## TEXT EXCERPT
WB Helps China to Reduce Carbon Intensity
OREANDA-NEWS. January 24, 2014. The Government of China is committed to reducing the country’s carbon intensity by 40 to 45 percent between 2005 and 2020.
The World Bank has been working with Changning District in Shanghai to develop and implement a low-carbon strategy based on CO2 abatement cost curves and scenarios. Abatement cost curves are a useful analytical tool to help cities set low-carbon targets and identify cost-effective, low-carbon investments for achieving these targets.
Cities are at the core of the action to achieve the government’s carbon-intensity-reduction target. With 300 million people projected to migrate to cities in China over the next 20 years, energy demand in buildings and for transportation will continue to increase rapidly.
“In China, the speed and scale of urbanization provides an unprecedented opportunity to invest in clean energy solutions to contain carbon emissions related to energy supply and consumption in the sprawling cities,” said Klaus Rohland, World Bank’s Country Director for China. “The window of opportunity is narrow because urban form and infrastructure have long lifetimes. Introducing efficient low carbon technologies into new urban infrastructure today would avoid locking cities into a high-carbon growth path for decades to come.”
Determined to become a low-carbon city, Shanghai Municipality and its Changning District Government requested the World Bank to assist in designing innovative and efficient ways to achieve their carbon-intensity-reduction targets. The report, titled Applying Abatement Cost Curve Methodology for Low-Carbon Strategy in Changning District, Shanghai, presents an innovative bottom-up approach to determine a city’s low-carbon targets and define an investment program.
The methodology follows four steps:
Conducting comprehensive, bottom-up surveys to diagnose current energy use patterns ;
Developing CO2 abatement cost curves to identify the abatement potential and cost of various mitigation measures, based on the data from the survey;
Prioritizing mitigation measures based on abatement potential, cost, and ease of implementation; and
Developing alternative abatement scenarios to establish an ambitious, low-carbon target.
In the case of Changning District, the abatement cost curve helped identify 58 abatement measures which were grouped into four clusters: retrofit of existing commercial and residential buildings to improve energy efficiency; green energy supply to reduce emissions; enforcement of higher energy efficiency and lower emissions standards for new buildings; and green mobility.
“This study provided solid analytical underpinning for the local government to make an informed decision about priority mitigation actions, and also for the World Bank to design investment and technical assistance program in Changning district in Shanghai. The methodology has wide potential for replication in Chinese cities. And it will also benefit cities around the world in their quest for a low-carbon development path,” said Xiaodong Wang, World Bank’s Senior Energy Specialist who is a co-author of the report.

## DATASET EXTRACT

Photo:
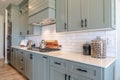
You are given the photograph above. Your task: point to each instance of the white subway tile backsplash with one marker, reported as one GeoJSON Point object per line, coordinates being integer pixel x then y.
{"type": "Point", "coordinates": [73, 41]}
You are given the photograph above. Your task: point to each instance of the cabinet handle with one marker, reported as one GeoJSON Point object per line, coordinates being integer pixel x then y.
{"type": "Point", "coordinates": [69, 77]}
{"type": "Point", "coordinates": [45, 57]}
{"type": "Point", "coordinates": [20, 33]}
{"type": "Point", "coordinates": [57, 63]}
{"type": "Point", "coordinates": [65, 26]}
{"type": "Point", "coordinates": [65, 76]}
{"type": "Point", "coordinates": [81, 23]}
{"type": "Point", "coordinates": [21, 68]}
{"type": "Point", "coordinates": [12, 50]}
{"type": "Point", "coordinates": [31, 56]}
{"type": "Point", "coordinates": [85, 22]}
{"type": "Point", "coordinates": [21, 59]}
{"type": "Point", "coordinates": [81, 70]}
{"type": "Point", "coordinates": [28, 32]}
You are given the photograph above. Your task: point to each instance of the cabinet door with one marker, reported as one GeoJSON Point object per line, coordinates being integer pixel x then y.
{"type": "Point", "coordinates": [76, 77]}
{"type": "Point", "coordinates": [28, 64]}
{"type": "Point", "coordinates": [37, 67]}
{"type": "Point", "coordinates": [24, 23]}
{"type": "Point", "coordinates": [75, 21]}
{"type": "Point", "coordinates": [61, 15]}
{"type": "Point", "coordinates": [45, 68]}
{"type": "Point", "coordinates": [57, 74]}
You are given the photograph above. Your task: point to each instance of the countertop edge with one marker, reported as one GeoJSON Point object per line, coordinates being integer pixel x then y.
{"type": "Point", "coordinates": [101, 66]}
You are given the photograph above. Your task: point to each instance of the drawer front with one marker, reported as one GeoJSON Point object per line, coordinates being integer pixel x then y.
{"type": "Point", "coordinates": [55, 62]}
{"type": "Point", "coordinates": [84, 70]}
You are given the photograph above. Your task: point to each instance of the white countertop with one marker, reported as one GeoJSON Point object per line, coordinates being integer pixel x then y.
{"type": "Point", "coordinates": [77, 57]}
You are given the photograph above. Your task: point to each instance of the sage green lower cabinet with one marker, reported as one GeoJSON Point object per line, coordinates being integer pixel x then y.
{"type": "Point", "coordinates": [45, 67]}
{"type": "Point", "coordinates": [28, 64]}
{"type": "Point", "coordinates": [42, 67]}
{"type": "Point", "coordinates": [68, 70]}
{"type": "Point", "coordinates": [57, 69]}
{"type": "Point", "coordinates": [37, 69]}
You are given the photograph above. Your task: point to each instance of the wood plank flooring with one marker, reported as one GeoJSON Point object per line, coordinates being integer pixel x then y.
{"type": "Point", "coordinates": [8, 73]}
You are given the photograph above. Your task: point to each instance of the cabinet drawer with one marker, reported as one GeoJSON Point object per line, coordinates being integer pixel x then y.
{"type": "Point", "coordinates": [55, 62]}
{"type": "Point", "coordinates": [84, 70]}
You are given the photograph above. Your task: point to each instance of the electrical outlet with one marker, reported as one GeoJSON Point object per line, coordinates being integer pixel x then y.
{"type": "Point", "coordinates": [110, 42]}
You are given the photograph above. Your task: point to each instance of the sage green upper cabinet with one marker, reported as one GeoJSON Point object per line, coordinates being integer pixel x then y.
{"type": "Point", "coordinates": [61, 15]}
{"type": "Point", "coordinates": [25, 29]}
{"type": "Point", "coordinates": [85, 14]}
{"type": "Point", "coordinates": [40, 10]}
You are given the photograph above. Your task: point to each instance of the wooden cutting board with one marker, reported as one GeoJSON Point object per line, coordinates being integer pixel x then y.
{"type": "Point", "coordinates": [52, 44]}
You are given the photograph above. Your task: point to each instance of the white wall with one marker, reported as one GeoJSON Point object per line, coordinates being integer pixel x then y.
{"type": "Point", "coordinates": [1, 35]}
{"type": "Point", "coordinates": [118, 40]}
{"type": "Point", "coordinates": [73, 41]}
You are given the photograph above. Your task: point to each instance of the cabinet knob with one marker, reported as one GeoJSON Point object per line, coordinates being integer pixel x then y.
{"type": "Point", "coordinates": [65, 76]}
{"type": "Point", "coordinates": [81, 23]}
{"type": "Point", "coordinates": [81, 70]}
{"type": "Point", "coordinates": [65, 26]}
{"type": "Point", "coordinates": [28, 32]}
{"type": "Point", "coordinates": [20, 33]}
{"type": "Point", "coordinates": [85, 22]}
{"type": "Point", "coordinates": [57, 63]}
{"type": "Point", "coordinates": [45, 57]}
{"type": "Point", "coordinates": [69, 77]}
{"type": "Point", "coordinates": [31, 56]}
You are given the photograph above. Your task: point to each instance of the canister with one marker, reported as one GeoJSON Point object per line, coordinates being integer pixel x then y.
{"type": "Point", "coordinates": [98, 48]}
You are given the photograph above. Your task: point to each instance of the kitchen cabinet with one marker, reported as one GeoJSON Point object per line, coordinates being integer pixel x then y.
{"type": "Point", "coordinates": [37, 69]}
{"type": "Point", "coordinates": [85, 15]}
{"type": "Point", "coordinates": [40, 10]}
{"type": "Point", "coordinates": [13, 19]}
{"type": "Point", "coordinates": [40, 67]}
{"type": "Point", "coordinates": [29, 57]}
{"type": "Point", "coordinates": [25, 29]}
{"type": "Point", "coordinates": [68, 70]}
{"type": "Point", "coordinates": [45, 67]}
{"type": "Point", "coordinates": [57, 69]}
{"type": "Point", "coordinates": [12, 60]}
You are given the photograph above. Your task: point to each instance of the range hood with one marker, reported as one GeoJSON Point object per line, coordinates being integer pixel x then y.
{"type": "Point", "coordinates": [48, 21]}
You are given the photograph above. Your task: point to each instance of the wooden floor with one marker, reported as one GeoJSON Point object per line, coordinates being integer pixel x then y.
{"type": "Point", "coordinates": [8, 73]}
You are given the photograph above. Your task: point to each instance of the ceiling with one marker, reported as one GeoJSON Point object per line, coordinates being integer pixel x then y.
{"type": "Point", "coordinates": [5, 3]}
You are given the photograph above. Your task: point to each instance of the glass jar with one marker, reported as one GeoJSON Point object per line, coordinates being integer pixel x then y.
{"type": "Point", "coordinates": [98, 48]}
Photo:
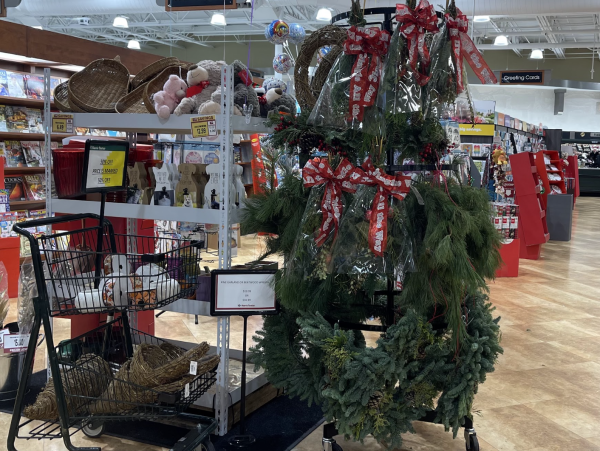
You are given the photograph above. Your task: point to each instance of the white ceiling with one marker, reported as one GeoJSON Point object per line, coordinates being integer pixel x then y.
{"type": "Point", "coordinates": [568, 29]}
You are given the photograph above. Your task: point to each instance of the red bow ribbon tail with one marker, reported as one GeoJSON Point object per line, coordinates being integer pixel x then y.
{"type": "Point", "coordinates": [463, 47]}
{"type": "Point", "coordinates": [318, 172]}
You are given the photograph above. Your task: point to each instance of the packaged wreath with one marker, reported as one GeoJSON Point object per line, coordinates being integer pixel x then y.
{"type": "Point", "coordinates": [374, 228]}
{"type": "Point", "coordinates": [353, 82]}
{"type": "Point", "coordinates": [324, 209]}
{"type": "Point", "coordinates": [405, 68]}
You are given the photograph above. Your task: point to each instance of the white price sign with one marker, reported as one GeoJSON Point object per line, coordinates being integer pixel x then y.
{"type": "Point", "coordinates": [15, 343]}
{"type": "Point", "coordinates": [243, 292]}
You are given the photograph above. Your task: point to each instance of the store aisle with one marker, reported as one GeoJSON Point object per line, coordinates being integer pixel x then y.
{"type": "Point", "coordinates": [545, 393]}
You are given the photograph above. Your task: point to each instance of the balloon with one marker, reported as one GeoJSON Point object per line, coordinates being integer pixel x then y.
{"type": "Point", "coordinates": [322, 52]}
{"type": "Point", "coordinates": [277, 32]}
{"type": "Point", "coordinates": [282, 63]}
{"type": "Point", "coordinates": [296, 34]}
{"type": "Point", "coordinates": [271, 82]}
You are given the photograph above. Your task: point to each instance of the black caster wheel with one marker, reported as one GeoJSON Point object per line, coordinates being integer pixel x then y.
{"type": "Point", "coordinates": [472, 443]}
{"type": "Point", "coordinates": [93, 429]}
{"type": "Point", "coordinates": [205, 446]}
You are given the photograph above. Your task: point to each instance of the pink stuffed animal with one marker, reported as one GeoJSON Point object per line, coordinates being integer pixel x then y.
{"type": "Point", "coordinates": [166, 101]}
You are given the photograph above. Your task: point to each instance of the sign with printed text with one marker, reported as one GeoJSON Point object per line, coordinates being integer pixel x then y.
{"type": "Point", "coordinates": [204, 126]}
{"type": "Point", "coordinates": [243, 292]}
{"type": "Point", "coordinates": [62, 123]}
{"type": "Point", "coordinates": [15, 343]}
{"type": "Point", "coordinates": [522, 77]}
{"type": "Point", "coordinates": [477, 129]}
{"type": "Point", "coordinates": [105, 165]}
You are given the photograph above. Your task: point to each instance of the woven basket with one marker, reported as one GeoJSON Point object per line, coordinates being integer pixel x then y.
{"type": "Point", "coordinates": [61, 97]}
{"type": "Point", "coordinates": [132, 102]}
{"type": "Point", "coordinates": [157, 83]}
{"type": "Point", "coordinates": [98, 87]}
{"type": "Point", "coordinates": [151, 71]}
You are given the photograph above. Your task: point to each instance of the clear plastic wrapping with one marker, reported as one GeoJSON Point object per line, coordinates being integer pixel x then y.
{"type": "Point", "coordinates": [349, 94]}
{"type": "Point", "coordinates": [353, 255]}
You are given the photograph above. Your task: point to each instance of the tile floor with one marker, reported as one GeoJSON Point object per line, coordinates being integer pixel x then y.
{"type": "Point", "coordinates": [545, 393]}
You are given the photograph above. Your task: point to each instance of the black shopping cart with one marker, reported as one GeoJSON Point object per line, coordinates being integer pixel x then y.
{"type": "Point", "coordinates": [93, 270]}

## BRIEF
Rewrite the part of the article on China's carbon intensity that opens with the words containing "In the case" and closes with "of the report.", replacing "clusters" with "groups".

## EXERCISE ANSWER
In the case of Changning District, the abatement cost curve helped identify 58 abatement measures which were grouped into four groups: retrofit of existing commercial and residential buildings to improve energy efficiency; green energy supply to reduce emissions; enforcement of higher energy efficiency and lower emissions standards for new buildings; and green mobility.
“This study provided solid analytical underpinning for the local government to make an informed decision about priority mitigation actions, and also for the World Bank to design investment and technical assistance program in Changning district in Shanghai. The methodology has wide potential for replication in Chinese cities. And it will also benefit cities around the world in their quest for a low-carbon development path,” said Xiaodong Wang, World Bank’s Senior Energy Specialist who is a co-author of the report.